*Selection*:
After the packer is properly positioned in the well at the formation in which production is to be obtained, a first step in the operation of the tool is performed to expand slips 31 into locking engagement with the well casing 19. This locks the packer in such location against movement either up or down in the well. Immediately after the slips are extended to lock the packer against the well casing, elastomeric seal 32 is axially compressed and caused to expand radially into tight sealing engagement with the inner surface of the well casing. These operations are performed by establishing a differential pressure between the annulus pressure and the tubing pressure. Therefore, it is necessary to seal off the tubing so that such differential pressure can be established.
A primary valve seat member 33 is mounted in the service tool above the check valve 22. While the tool combination is being lowered into the well, communication is provided between the annulus and the central passage through the primary valve seat by lateral passages 34 in the packer 10, aligned lateral passages 36 in the service tool 13 and passages 33a and 33b in the primary valve seat assembly which open to the central passage 21 through a conical ball valve seat 33c. In order to seal off this connection between the central passage 21 and the annulus 18, a metal ball 37 is dropped down the service string and is moved by gravity down along the central passage 21 into sealing engagement with the ball valve seat 33c. FIG. 4a illustrates, in phantom, the ball 37 in engagement with the primary valve seat assembly.

*Recorded data*:
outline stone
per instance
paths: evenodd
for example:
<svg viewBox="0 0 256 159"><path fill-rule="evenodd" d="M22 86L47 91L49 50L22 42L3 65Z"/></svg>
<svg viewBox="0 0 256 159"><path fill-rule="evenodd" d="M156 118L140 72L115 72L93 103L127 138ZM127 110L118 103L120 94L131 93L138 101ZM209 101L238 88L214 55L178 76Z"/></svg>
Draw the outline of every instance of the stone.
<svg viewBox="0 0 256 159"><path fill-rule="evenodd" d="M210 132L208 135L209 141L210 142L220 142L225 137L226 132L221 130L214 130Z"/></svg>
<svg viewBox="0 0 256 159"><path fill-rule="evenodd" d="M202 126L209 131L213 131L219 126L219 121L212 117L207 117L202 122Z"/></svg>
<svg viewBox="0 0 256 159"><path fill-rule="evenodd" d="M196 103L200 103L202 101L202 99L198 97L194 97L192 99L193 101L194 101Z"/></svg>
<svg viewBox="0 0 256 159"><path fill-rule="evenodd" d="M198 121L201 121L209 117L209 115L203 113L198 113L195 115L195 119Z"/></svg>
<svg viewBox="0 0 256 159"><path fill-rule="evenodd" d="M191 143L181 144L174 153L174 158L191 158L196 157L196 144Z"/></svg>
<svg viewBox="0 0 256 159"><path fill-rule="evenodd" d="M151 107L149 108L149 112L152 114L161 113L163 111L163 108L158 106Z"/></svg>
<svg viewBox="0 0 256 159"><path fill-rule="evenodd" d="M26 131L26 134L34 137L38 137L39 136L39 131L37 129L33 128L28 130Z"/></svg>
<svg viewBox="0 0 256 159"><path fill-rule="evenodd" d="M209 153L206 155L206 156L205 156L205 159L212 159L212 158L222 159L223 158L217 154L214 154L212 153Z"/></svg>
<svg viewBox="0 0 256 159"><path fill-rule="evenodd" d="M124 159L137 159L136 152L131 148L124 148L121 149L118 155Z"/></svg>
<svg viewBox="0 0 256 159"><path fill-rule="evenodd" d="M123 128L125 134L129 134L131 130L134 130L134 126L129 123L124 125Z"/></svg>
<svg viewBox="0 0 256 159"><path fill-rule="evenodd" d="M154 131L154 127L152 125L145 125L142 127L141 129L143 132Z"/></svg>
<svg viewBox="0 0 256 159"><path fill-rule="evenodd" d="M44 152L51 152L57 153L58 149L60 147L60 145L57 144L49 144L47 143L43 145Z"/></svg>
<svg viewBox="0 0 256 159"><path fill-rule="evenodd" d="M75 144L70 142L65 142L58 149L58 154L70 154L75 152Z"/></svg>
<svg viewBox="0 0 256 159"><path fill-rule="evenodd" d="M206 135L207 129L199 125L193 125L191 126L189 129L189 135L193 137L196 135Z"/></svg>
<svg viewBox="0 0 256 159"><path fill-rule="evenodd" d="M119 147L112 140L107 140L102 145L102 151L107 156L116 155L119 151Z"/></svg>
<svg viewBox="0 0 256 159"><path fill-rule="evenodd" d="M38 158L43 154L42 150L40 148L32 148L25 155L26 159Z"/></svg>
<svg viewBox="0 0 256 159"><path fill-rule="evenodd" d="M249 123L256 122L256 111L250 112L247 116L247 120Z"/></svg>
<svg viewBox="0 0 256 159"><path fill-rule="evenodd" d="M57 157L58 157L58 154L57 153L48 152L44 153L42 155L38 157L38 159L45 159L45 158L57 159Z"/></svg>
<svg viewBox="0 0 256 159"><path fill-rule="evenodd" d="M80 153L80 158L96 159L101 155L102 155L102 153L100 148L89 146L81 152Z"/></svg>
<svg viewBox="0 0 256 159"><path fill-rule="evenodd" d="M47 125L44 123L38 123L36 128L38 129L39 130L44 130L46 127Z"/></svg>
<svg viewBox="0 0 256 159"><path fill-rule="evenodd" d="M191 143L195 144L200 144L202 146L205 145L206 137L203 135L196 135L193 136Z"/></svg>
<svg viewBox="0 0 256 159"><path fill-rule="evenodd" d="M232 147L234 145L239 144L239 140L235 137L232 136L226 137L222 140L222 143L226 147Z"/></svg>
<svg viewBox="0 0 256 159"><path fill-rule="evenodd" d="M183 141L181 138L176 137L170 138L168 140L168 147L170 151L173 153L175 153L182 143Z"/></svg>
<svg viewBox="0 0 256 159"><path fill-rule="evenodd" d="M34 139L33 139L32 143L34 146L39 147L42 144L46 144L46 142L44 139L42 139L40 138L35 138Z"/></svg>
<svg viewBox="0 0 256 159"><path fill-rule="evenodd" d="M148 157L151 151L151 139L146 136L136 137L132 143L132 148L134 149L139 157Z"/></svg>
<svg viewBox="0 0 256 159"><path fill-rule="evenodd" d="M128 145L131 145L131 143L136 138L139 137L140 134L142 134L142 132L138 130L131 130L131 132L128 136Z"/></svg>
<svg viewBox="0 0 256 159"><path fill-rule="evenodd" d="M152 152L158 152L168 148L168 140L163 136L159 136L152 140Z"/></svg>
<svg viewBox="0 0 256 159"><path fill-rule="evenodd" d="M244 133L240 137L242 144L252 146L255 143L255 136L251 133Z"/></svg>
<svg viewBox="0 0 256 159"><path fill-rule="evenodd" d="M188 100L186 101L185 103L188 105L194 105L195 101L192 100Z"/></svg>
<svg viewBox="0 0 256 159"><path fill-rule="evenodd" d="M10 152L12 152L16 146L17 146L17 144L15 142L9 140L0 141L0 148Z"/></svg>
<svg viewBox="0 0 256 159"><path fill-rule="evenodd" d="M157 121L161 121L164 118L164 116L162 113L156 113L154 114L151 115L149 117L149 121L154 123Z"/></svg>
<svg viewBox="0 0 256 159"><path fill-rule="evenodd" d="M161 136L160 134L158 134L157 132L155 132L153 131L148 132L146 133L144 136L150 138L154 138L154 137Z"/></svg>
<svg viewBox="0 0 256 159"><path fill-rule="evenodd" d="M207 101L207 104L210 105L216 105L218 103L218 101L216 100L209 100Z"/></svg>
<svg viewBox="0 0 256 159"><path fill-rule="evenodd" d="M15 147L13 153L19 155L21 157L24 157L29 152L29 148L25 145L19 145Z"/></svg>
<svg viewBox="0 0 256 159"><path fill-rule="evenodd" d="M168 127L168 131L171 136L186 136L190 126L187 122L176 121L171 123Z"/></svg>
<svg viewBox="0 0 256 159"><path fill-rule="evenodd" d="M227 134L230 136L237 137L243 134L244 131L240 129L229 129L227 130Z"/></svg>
---
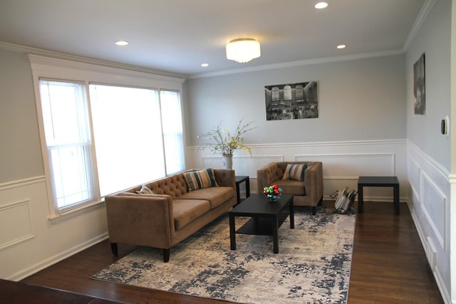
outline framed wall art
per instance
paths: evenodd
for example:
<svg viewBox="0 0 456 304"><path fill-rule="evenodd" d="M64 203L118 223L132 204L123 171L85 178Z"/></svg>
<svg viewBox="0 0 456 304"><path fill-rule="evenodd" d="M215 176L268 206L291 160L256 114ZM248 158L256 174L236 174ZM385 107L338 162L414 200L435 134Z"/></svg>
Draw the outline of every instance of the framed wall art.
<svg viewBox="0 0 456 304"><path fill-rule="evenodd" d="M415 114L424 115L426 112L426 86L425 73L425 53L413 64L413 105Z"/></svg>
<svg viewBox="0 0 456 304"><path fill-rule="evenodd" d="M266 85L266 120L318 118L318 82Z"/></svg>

*Complete the following*:
A) Print the section of the well packer text from "After the packer" to "can be established.", word for word.
B) According to the well packer text, what is dropped down the service string to seal off the connection between the central passage and the annulus?

*Exercise results*:
A)
After the packer is properly positioned in the well at the formation in which production is to be obtained, a first step in the operation of the tool is performed to expand slips 31 into locking engagement with the well casing 19. This locks the packer in such location against movement either up or down in the well. Immediately after the slips are extended to lock the packer against the well casing, elastomeric seal 32 is axially compressed and caused to expand radially into tight sealing engagement with the inner surface of the well casing. These operations are performed by establishing a differential pressure between the annulus pressure and the tubing pressure. Therefore, it is necessary to seal off the tubing so that such differential pressure can be established.

B) A metal ball (ball 37).